Task: An exact copy of all the entries is what is needed here.

Records to process:
^^^^^^^^^^^^^^^^
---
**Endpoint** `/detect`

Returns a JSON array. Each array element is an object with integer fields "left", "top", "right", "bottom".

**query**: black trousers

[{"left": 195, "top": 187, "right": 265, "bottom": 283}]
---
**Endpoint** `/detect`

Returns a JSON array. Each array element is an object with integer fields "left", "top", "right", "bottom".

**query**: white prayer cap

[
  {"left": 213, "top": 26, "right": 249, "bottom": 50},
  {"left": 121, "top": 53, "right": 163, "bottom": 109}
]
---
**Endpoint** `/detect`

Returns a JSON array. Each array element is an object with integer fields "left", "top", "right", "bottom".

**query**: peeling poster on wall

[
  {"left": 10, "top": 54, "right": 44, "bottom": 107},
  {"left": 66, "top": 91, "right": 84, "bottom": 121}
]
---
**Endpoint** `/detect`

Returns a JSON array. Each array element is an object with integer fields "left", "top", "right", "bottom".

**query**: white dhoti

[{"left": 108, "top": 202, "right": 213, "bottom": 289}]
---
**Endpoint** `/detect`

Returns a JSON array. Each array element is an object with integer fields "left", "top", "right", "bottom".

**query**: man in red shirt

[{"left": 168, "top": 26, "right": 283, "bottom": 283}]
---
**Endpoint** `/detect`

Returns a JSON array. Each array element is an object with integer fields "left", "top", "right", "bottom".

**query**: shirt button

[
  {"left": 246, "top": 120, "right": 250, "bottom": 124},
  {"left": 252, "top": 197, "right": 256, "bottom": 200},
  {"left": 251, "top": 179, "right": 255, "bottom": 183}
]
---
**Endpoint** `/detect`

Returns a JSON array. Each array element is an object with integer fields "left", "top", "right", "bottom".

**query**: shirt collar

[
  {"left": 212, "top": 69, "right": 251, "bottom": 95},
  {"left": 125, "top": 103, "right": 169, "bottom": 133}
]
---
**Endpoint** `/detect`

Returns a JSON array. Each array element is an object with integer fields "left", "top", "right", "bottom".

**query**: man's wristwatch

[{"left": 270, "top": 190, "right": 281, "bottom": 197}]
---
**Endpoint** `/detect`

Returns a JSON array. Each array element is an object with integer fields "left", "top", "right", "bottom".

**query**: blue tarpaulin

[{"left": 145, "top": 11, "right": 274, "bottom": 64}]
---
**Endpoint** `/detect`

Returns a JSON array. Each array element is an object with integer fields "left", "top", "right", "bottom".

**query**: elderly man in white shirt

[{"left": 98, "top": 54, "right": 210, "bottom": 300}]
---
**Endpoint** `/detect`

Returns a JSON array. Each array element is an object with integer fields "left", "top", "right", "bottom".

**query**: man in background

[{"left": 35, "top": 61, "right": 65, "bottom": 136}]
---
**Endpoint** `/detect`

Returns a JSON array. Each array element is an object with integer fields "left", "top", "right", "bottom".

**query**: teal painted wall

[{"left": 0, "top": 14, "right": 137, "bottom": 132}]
^^^^^^^^^^^^^^^^
Response to this exercise:
---
**Endpoint** `/detect`

Returns a JSON array. Each array element is an object with integer fields "left", "top", "right", "bottom".

**query**: black trousers

[{"left": 195, "top": 187, "right": 265, "bottom": 283}]
---
**Endpoint** `/detect`

Returns a JSON array. Each array element is an object with integer fields "left", "top", "right", "bottom".

**query**: white prayer cap

[
  {"left": 213, "top": 26, "right": 249, "bottom": 50},
  {"left": 121, "top": 53, "right": 163, "bottom": 109}
]
---
**Endpoint** `/detect`

Returns a JSON array. Each array element is an object with integer fields "left", "top", "right", "bottom".

**query**: peeling poster on wall

[
  {"left": 10, "top": 54, "right": 44, "bottom": 107},
  {"left": 66, "top": 91, "right": 84, "bottom": 121}
]
---
**Endpoint** `/detect`

Returns a JSON array. Each array element is an object with integer fields "left", "top", "right", "bottom".

**query**: white dhoti

[{"left": 108, "top": 202, "right": 213, "bottom": 289}]
---
**Endpoint** `/detect`

Returns a JSON array. Each array element is an object with integer fields "left", "top", "right", "bottom".

**query**: man in red shirt

[{"left": 168, "top": 26, "right": 283, "bottom": 283}]
---
**Endpoint** `/detect`

Returns a JSON array. Each array element is an object with integer fields "left", "top", "right", "bottom".

**query**: shirt button

[
  {"left": 246, "top": 120, "right": 250, "bottom": 124},
  {"left": 252, "top": 197, "right": 256, "bottom": 200},
  {"left": 251, "top": 179, "right": 255, "bottom": 183}
]
---
**Endpoint** `/detect`

Returns a JSON array. Each array element is an object with integer fields "left", "top", "right", "bottom".

**query**: shirt collar

[
  {"left": 212, "top": 69, "right": 251, "bottom": 95},
  {"left": 125, "top": 103, "right": 169, "bottom": 133}
]
---
**Endpoint** `/detect`

Returns a JSON array. Each array element is an object with integer fields "left", "top", "right", "bottom".

**query**: man's wristwatch

[{"left": 270, "top": 190, "right": 281, "bottom": 197}]
---
**Endpoint** `/detect`

Returns a JSON array. Each array element is an object with integer fields "left", "top", "right", "bottom".

**query**: blue tarpaulin

[{"left": 145, "top": 11, "right": 274, "bottom": 64}]
---
**Endpoint** `/detect`

Returns a JSON array. Each array element is an object with integer fields "left", "top", "right", "bottom".

**query**: elderly man in white shirt

[{"left": 98, "top": 54, "right": 210, "bottom": 300}]
---
**Endpoint** `/detect`

Returns a JSON array. Each array element is an object with integer fields "left", "top", "right", "bottom".

**query**: man in background

[{"left": 35, "top": 61, "right": 65, "bottom": 136}]
---
**Endpoint** `/detect`

Returns a JSON array. Each array element is an object with integer fields "left", "top", "right", "bottom".

**query**: teal painted wall

[{"left": 0, "top": 14, "right": 137, "bottom": 132}]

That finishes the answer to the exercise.